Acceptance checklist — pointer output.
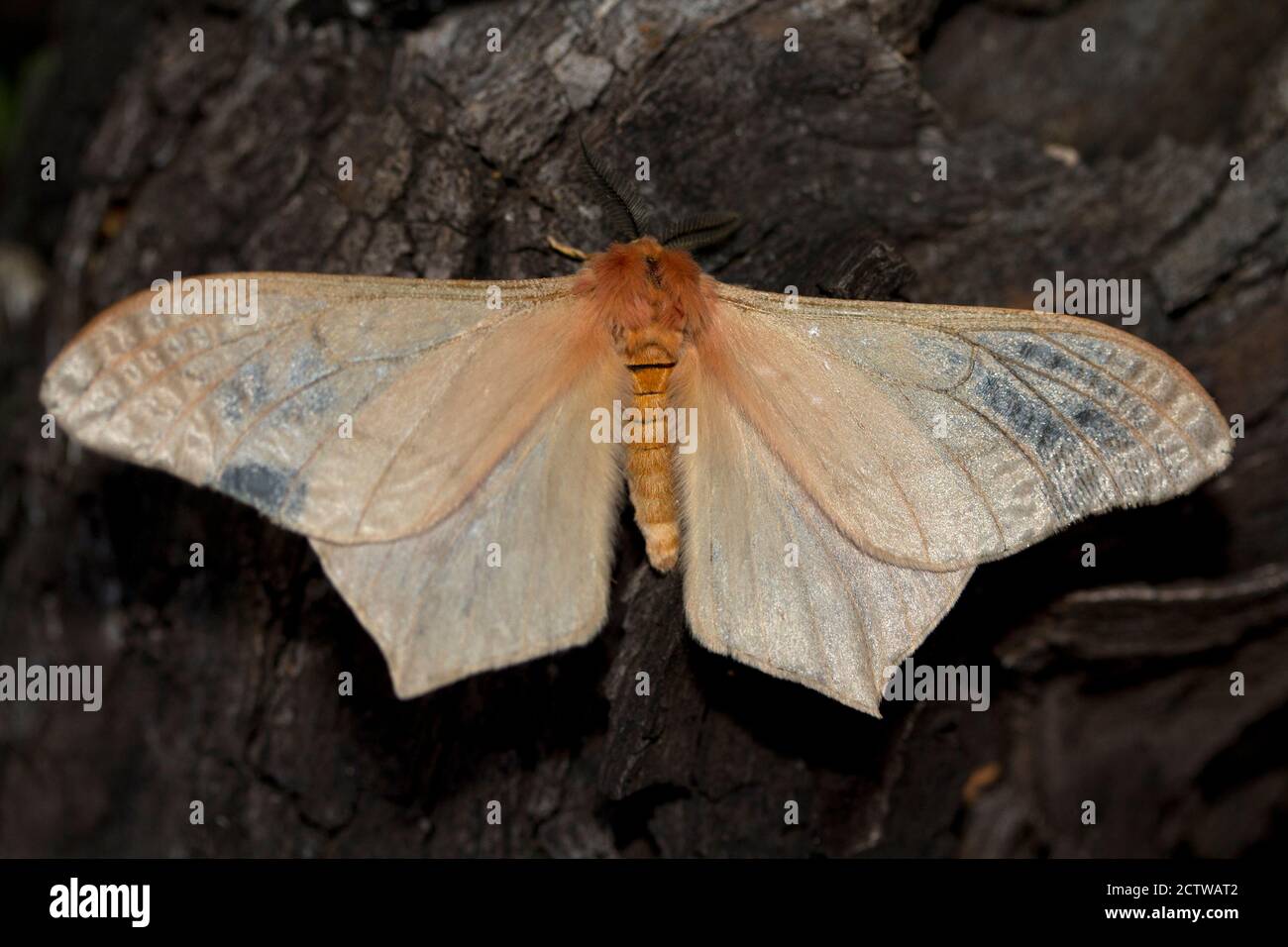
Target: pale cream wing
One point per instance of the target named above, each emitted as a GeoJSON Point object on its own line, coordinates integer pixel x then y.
{"type": "Point", "coordinates": [769, 579]}
{"type": "Point", "coordinates": [940, 437]}
{"type": "Point", "coordinates": [519, 570]}
{"type": "Point", "coordinates": [349, 408]}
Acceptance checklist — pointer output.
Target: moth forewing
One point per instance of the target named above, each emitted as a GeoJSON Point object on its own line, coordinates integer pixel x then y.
{"type": "Point", "coordinates": [992, 428]}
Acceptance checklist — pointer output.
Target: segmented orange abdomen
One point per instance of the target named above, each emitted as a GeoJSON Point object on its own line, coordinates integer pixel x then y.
{"type": "Point", "coordinates": [649, 472]}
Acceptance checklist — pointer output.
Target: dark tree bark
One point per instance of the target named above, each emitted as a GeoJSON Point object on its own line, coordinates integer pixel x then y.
{"type": "Point", "coordinates": [1108, 684]}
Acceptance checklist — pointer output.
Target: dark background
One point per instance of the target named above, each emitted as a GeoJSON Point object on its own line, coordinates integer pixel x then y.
{"type": "Point", "coordinates": [1109, 684]}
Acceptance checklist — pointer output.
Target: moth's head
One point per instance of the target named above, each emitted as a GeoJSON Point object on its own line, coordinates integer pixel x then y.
{"type": "Point", "coordinates": [647, 277]}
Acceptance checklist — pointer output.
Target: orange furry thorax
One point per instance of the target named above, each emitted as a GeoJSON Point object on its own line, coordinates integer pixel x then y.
{"type": "Point", "coordinates": [649, 296]}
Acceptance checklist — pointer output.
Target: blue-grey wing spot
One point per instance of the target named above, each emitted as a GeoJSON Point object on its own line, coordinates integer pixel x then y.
{"type": "Point", "coordinates": [263, 487]}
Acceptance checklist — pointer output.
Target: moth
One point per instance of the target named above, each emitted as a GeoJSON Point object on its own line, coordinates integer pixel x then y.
{"type": "Point", "coordinates": [851, 462]}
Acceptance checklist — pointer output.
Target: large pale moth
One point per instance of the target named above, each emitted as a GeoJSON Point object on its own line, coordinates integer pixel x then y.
{"type": "Point", "coordinates": [850, 464]}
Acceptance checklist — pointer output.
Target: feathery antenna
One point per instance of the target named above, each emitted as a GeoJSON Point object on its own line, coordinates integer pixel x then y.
{"type": "Point", "coordinates": [622, 205]}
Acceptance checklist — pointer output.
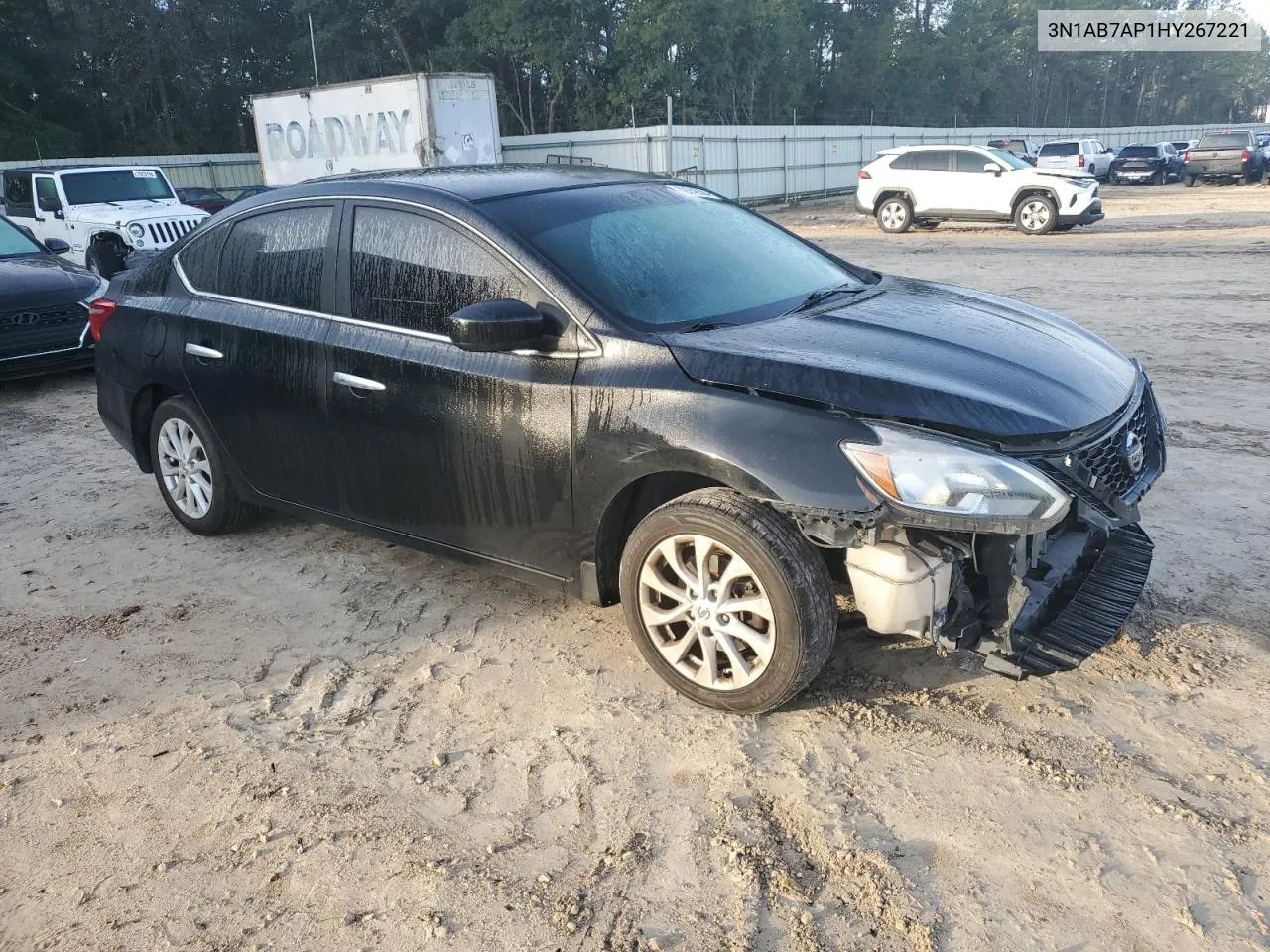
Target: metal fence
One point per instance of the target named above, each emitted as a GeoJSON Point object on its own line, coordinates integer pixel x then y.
{"type": "Point", "coordinates": [752, 164]}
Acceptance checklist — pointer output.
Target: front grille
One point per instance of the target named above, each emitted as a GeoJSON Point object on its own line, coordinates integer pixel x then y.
{"type": "Point", "coordinates": [164, 232]}
{"type": "Point", "coordinates": [35, 330]}
{"type": "Point", "coordinates": [1100, 475]}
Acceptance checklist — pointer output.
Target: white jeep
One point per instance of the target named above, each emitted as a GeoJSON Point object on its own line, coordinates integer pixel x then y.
{"type": "Point", "coordinates": [104, 213]}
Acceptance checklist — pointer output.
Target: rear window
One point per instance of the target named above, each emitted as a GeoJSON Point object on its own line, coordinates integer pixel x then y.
{"type": "Point", "coordinates": [1223, 140]}
{"type": "Point", "coordinates": [1061, 149]}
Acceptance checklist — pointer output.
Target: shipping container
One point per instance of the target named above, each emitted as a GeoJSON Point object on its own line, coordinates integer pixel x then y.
{"type": "Point", "coordinates": [416, 121]}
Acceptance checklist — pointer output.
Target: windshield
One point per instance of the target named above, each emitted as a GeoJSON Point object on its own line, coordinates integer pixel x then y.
{"type": "Point", "coordinates": [1010, 159]}
{"type": "Point", "coordinates": [16, 243]}
{"type": "Point", "coordinates": [1223, 140]}
{"type": "Point", "coordinates": [671, 255]}
{"type": "Point", "coordinates": [113, 185]}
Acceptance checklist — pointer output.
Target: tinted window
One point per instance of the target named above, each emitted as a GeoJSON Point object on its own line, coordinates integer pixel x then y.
{"type": "Point", "coordinates": [667, 254]}
{"type": "Point", "coordinates": [200, 257]}
{"type": "Point", "coordinates": [1223, 140]}
{"type": "Point", "coordinates": [276, 258]}
{"type": "Point", "coordinates": [113, 185]}
{"type": "Point", "coordinates": [413, 272]}
{"type": "Point", "coordinates": [933, 160]}
{"type": "Point", "coordinates": [965, 160]}
{"type": "Point", "coordinates": [46, 193]}
{"type": "Point", "coordinates": [17, 195]}
{"type": "Point", "coordinates": [16, 243]}
{"type": "Point", "coordinates": [1061, 149]}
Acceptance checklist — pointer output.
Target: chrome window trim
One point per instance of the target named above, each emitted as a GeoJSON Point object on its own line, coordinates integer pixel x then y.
{"type": "Point", "coordinates": [593, 350]}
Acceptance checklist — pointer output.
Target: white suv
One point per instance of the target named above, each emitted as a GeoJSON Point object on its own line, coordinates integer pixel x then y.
{"type": "Point", "coordinates": [102, 212]}
{"type": "Point", "coordinates": [1076, 155]}
{"type": "Point", "coordinates": [924, 185]}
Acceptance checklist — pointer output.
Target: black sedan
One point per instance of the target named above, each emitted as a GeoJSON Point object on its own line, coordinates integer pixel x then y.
{"type": "Point", "coordinates": [44, 306]}
{"type": "Point", "coordinates": [633, 390]}
{"type": "Point", "coordinates": [204, 198]}
{"type": "Point", "coordinates": [1153, 164]}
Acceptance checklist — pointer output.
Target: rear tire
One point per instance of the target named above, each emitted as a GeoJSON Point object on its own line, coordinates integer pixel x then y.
{"type": "Point", "coordinates": [698, 639]}
{"type": "Point", "coordinates": [894, 214]}
{"type": "Point", "coordinates": [1037, 214]}
{"type": "Point", "coordinates": [190, 472]}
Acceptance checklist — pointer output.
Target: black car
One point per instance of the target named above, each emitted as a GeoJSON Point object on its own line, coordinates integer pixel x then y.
{"type": "Point", "coordinates": [204, 198]}
{"type": "Point", "coordinates": [1155, 164]}
{"type": "Point", "coordinates": [630, 389]}
{"type": "Point", "coordinates": [44, 306]}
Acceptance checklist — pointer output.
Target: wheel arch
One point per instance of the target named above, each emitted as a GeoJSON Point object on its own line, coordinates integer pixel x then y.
{"type": "Point", "coordinates": [639, 495]}
{"type": "Point", "coordinates": [141, 414]}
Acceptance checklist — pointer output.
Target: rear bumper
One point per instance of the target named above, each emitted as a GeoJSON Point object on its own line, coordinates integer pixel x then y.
{"type": "Point", "coordinates": [40, 365]}
{"type": "Point", "coordinates": [1091, 213]}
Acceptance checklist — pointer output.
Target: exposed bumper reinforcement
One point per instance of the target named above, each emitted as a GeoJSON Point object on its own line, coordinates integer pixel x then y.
{"type": "Point", "coordinates": [1098, 602]}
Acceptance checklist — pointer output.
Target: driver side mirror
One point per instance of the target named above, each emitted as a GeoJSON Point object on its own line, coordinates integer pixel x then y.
{"type": "Point", "coordinates": [498, 325]}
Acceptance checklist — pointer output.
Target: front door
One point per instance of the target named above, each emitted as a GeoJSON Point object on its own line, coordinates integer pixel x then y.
{"type": "Point", "coordinates": [50, 216]}
{"type": "Point", "coordinates": [471, 451]}
{"type": "Point", "coordinates": [253, 349]}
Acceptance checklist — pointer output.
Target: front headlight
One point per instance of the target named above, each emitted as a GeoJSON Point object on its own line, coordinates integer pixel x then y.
{"type": "Point", "coordinates": [945, 484]}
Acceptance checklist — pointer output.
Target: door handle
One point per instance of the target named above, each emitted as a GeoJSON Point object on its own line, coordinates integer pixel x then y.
{"type": "Point", "coordinates": [203, 353]}
{"type": "Point", "coordinates": [348, 380]}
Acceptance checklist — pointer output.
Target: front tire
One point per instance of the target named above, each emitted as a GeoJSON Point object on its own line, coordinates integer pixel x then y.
{"type": "Point", "coordinates": [894, 214]}
{"type": "Point", "coordinates": [190, 472]}
{"type": "Point", "coordinates": [1037, 214]}
{"type": "Point", "coordinates": [728, 601]}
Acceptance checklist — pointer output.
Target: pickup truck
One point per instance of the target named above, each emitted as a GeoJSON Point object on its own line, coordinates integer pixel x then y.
{"type": "Point", "coordinates": [1224, 157]}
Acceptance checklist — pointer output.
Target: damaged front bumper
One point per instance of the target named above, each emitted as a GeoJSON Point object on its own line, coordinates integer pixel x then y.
{"type": "Point", "coordinates": [1029, 604]}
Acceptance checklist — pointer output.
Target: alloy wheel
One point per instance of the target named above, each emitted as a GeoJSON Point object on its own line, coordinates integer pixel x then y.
{"type": "Point", "coordinates": [706, 612]}
{"type": "Point", "coordinates": [1034, 216]}
{"type": "Point", "coordinates": [187, 475]}
{"type": "Point", "coordinates": [893, 214]}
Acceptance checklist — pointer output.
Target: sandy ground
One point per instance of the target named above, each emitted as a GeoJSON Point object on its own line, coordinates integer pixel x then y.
{"type": "Point", "coordinates": [302, 739]}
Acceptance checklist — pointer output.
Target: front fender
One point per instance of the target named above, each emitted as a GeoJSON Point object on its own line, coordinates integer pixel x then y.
{"type": "Point", "coordinates": [636, 414]}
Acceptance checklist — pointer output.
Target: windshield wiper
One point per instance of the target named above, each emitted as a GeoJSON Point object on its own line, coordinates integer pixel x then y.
{"type": "Point", "coordinates": [824, 295]}
{"type": "Point", "coordinates": [706, 325]}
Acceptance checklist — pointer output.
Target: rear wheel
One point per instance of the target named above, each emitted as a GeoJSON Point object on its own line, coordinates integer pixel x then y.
{"type": "Point", "coordinates": [728, 602]}
{"type": "Point", "coordinates": [190, 472]}
{"type": "Point", "coordinates": [894, 214]}
{"type": "Point", "coordinates": [1037, 214]}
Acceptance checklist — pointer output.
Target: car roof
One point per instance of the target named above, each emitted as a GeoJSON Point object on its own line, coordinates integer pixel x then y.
{"type": "Point", "coordinates": [76, 168]}
{"type": "Point", "coordinates": [483, 182]}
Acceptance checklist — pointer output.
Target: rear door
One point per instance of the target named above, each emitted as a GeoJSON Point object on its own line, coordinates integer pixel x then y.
{"type": "Point", "coordinates": [471, 451]}
{"type": "Point", "coordinates": [253, 349]}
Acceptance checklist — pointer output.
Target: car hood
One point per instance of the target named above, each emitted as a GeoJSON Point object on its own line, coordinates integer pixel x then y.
{"type": "Point", "coordinates": [119, 213]}
{"type": "Point", "coordinates": [42, 281]}
{"type": "Point", "coordinates": [934, 354]}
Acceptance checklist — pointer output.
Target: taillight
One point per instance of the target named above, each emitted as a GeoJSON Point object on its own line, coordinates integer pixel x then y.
{"type": "Point", "coordinates": [98, 313]}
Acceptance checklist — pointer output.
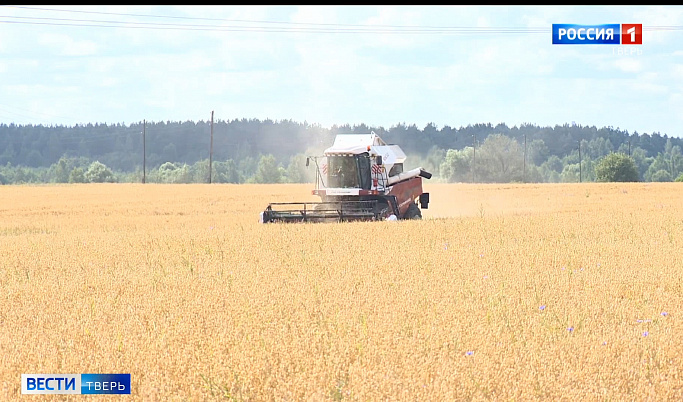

Exercise goal:
Give only the number of lines above that contain the word "rear".

Solution:
5